• Given data:
━━━━━━━━━━
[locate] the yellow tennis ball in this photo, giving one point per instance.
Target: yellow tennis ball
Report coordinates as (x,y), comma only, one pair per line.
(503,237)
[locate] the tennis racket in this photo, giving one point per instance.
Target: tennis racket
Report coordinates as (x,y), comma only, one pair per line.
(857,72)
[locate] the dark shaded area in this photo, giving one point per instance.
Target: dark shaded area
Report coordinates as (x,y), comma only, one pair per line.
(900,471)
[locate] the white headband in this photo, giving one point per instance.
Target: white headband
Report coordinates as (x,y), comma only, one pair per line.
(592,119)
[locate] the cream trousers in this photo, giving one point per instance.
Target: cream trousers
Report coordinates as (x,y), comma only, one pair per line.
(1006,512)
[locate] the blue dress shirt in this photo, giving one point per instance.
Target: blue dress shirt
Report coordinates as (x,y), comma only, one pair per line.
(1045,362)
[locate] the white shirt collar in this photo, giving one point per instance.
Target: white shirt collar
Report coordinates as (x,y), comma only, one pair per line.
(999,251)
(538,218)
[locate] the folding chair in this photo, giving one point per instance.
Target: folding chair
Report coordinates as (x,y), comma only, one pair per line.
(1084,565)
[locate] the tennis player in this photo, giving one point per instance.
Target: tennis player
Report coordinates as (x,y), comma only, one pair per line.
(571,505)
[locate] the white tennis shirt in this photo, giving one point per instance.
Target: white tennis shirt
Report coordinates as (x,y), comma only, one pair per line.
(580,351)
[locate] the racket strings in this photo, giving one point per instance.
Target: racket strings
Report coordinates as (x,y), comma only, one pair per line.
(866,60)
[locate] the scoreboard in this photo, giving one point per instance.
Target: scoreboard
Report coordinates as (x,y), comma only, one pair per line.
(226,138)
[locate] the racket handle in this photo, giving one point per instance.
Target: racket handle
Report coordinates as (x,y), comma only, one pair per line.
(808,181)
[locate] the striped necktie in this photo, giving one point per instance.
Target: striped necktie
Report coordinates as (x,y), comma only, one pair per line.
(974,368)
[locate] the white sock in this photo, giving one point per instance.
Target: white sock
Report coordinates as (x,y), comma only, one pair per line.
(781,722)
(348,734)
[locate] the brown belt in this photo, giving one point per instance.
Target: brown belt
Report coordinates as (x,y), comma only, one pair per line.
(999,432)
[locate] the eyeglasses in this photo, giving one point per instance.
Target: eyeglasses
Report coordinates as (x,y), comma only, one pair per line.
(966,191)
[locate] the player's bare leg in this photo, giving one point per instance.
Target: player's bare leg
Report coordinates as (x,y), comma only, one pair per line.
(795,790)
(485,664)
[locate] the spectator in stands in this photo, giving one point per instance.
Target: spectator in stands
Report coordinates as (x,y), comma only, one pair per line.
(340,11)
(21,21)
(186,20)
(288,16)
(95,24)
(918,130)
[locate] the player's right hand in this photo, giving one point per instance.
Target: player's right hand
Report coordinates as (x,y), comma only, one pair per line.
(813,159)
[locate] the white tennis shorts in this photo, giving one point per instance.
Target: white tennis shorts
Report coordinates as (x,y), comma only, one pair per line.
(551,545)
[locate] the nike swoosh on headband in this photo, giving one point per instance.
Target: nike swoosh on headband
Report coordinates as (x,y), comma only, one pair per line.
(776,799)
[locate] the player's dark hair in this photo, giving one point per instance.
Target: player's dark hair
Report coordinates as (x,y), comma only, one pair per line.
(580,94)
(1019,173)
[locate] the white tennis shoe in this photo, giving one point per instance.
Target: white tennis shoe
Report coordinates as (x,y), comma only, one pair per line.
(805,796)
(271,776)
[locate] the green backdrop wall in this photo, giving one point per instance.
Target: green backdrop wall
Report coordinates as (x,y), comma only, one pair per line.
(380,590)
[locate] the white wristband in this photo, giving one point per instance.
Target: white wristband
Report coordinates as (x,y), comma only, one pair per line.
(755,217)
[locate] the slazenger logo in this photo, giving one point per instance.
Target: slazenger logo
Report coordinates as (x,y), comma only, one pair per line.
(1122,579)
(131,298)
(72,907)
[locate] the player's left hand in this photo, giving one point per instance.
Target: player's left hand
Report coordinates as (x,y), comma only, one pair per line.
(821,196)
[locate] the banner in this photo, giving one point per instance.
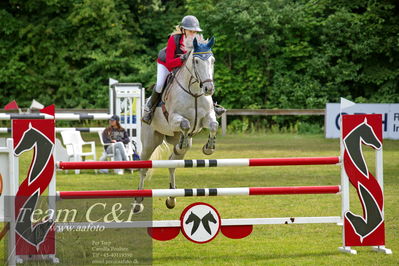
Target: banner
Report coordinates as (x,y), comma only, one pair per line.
(390,118)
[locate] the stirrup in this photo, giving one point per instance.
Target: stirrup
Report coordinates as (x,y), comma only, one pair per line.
(147,118)
(219,110)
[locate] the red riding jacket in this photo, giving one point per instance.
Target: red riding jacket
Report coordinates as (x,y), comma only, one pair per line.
(173,52)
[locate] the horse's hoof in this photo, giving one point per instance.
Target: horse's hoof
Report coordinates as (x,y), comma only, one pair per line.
(137,207)
(178,151)
(207,151)
(170,202)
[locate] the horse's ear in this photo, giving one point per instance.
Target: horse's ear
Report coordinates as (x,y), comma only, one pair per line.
(211,42)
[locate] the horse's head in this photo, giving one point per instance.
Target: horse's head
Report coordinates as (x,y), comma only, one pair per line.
(203,61)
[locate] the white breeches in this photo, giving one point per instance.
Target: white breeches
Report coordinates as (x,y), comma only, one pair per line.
(162,74)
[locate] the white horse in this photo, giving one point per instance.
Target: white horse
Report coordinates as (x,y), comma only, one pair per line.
(188,108)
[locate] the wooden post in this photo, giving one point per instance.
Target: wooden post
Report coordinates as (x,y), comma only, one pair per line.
(224,124)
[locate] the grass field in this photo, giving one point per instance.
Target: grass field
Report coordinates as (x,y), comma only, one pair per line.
(267,245)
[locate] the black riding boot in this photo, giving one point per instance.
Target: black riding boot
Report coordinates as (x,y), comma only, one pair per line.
(219,110)
(150,107)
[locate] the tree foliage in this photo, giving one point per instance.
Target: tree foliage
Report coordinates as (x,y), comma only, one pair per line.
(269,54)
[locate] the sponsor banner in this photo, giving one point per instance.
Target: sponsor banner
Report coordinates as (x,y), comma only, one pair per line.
(390,118)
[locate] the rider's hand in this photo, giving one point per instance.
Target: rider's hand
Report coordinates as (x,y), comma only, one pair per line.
(183,57)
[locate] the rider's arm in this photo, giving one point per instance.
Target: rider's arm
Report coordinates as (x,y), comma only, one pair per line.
(125,139)
(106,138)
(171,61)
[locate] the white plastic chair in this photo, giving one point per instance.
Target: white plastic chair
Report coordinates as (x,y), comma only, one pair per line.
(73,142)
(105,155)
(128,147)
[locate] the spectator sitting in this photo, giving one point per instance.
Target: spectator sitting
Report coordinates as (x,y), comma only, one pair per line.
(117,135)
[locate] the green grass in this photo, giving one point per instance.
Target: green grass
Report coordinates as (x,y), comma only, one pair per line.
(267,245)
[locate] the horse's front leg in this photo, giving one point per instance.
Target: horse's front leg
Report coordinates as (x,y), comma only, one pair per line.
(179,123)
(171,201)
(213,125)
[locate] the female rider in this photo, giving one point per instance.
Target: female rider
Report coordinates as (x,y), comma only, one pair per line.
(170,58)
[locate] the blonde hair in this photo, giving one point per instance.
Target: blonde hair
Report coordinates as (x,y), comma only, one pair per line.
(178,30)
(188,42)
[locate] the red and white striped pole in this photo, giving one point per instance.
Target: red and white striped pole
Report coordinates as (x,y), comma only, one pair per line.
(200,163)
(249,191)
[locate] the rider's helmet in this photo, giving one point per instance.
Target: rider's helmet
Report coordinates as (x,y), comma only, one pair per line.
(190,23)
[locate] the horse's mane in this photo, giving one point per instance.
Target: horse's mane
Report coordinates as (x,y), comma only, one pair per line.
(188,42)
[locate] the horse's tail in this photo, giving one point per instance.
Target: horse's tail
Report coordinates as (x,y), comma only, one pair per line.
(160,153)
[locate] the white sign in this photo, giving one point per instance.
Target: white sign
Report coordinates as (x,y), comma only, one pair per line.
(390,117)
(200,222)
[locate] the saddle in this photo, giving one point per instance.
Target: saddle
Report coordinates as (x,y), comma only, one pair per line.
(165,93)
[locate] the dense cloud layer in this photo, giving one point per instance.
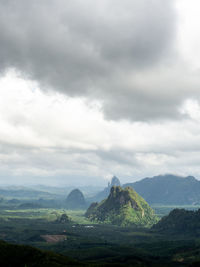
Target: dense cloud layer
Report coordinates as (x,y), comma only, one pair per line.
(109,50)
(52,139)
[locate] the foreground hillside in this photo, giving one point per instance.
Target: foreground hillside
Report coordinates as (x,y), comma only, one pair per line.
(168,190)
(122,207)
(20,256)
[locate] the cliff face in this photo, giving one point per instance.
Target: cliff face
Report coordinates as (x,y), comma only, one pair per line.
(75,200)
(122,207)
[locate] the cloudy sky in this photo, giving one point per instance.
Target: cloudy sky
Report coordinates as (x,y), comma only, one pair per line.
(89,89)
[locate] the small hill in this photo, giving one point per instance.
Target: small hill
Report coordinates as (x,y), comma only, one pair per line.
(103,194)
(122,207)
(168,190)
(75,200)
(30,205)
(180,221)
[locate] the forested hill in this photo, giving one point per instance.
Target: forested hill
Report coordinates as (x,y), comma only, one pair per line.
(168,190)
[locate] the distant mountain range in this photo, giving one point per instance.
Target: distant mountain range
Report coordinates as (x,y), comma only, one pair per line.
(180,222)
(168,190)
(162,189)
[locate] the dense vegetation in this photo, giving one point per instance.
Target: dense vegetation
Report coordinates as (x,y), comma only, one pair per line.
(25,256)
(122,207)
(75,200)
(180,221)
(168,190)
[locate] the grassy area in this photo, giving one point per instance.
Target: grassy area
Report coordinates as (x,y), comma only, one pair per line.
(162,210)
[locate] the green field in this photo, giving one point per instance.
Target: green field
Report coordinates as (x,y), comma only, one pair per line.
(98,243)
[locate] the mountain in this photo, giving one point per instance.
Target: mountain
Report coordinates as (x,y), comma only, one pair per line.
(75,200)
(180,221)
(168,190)
(122,207)
(103,194)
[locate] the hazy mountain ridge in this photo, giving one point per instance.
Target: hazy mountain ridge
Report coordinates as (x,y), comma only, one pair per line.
(168,190)
(122,207)
(180,221)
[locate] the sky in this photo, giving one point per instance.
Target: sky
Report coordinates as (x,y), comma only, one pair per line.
(91,89)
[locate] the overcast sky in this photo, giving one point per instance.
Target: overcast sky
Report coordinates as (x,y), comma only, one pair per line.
(91,89)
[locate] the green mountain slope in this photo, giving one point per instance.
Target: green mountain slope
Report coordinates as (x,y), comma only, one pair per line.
(168,190)
(180,221)
(75,200)
(122,207)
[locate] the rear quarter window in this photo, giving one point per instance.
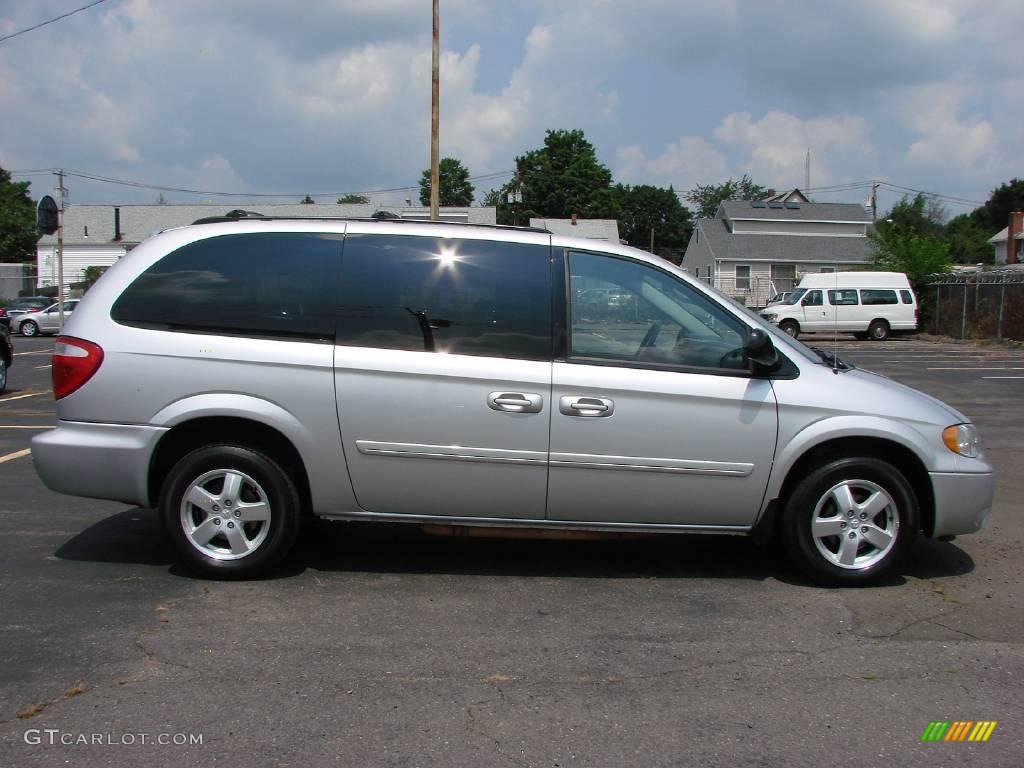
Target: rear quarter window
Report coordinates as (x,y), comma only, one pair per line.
(875,296)
(278,285)
(843,297)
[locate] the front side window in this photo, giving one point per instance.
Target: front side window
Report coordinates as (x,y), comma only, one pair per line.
(623,310)
(813,298)
(844,297)
(453,296)
(274,284)
(878,296)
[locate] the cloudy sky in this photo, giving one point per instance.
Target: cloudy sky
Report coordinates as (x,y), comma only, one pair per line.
(334,95)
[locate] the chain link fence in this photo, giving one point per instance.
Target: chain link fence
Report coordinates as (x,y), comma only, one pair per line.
(976,305)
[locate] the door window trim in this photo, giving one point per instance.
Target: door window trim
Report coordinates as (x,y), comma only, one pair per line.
(786,370)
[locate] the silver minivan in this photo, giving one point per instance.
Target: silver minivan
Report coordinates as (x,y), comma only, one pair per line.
(241,376)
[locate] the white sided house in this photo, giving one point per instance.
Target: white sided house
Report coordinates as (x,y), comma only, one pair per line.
(752,250)
(99,235)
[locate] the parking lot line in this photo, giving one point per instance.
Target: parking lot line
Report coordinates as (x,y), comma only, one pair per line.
(22,396)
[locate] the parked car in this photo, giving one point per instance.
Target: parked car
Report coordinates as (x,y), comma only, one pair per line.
(870,305)
(242,376)
(45,321)
(6,356)
(28,304)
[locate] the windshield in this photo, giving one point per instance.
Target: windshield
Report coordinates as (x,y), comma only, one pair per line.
(795,296)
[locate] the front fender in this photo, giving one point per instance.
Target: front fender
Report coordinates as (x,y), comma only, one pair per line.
(914,437)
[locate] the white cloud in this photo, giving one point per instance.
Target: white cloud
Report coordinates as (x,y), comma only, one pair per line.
(684,164)
(946,138)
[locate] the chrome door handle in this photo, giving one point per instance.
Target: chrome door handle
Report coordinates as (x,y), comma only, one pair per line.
(586,406)
(515,402)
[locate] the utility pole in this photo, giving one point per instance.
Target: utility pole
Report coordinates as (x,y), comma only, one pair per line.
(60,296)
(435,98)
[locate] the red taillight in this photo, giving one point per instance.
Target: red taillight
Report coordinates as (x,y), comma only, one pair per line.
(75,360)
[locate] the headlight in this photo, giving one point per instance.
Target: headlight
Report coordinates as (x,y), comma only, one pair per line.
(963,439)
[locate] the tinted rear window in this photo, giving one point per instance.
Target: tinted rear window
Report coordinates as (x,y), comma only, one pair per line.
(266,285)
(878,296)
(455,296)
━━━━━━━━━━
• Exercise aim:
Copy the lines above between the one holding "[locate] the horse's tail" and the one holding "Target: cliff face", inclusive. Drop the pictures.

• Response to the exercise:
[locate] the horse's tail in this photo, giving one point per instance.
Target: horse's tail
Report coordinates as (x,y), comma only, one pair per line.
(160,153)
[locate] the white sign in this photo, giving one point per instance.
Target: white sign
Report coordinates as (x,y), comma only, one pair per line.
(390,117)
(200,222)
[locate] the saddle in this photo, giving one point per instance.
Target: saddle
Report coordinates as (x,y), comma only, one pair per line.
(165,93)
[locate] the dense cloud layer in this photo, giving one point per instance.
Target: dense cloud layer
Report coordinates as (x,y), comma only, one pair per line.
(109,50)
(52,139)
[locate] the foreground hillside in this photo, giving one point per instance.
Target: foreground hillside
Report coordinates as (x,y), comma only, one pair per line.
(168,190)
(122,207)
(20,256)
[locate] the cliff face in this photo, giving one point per instance.
Target: cliff face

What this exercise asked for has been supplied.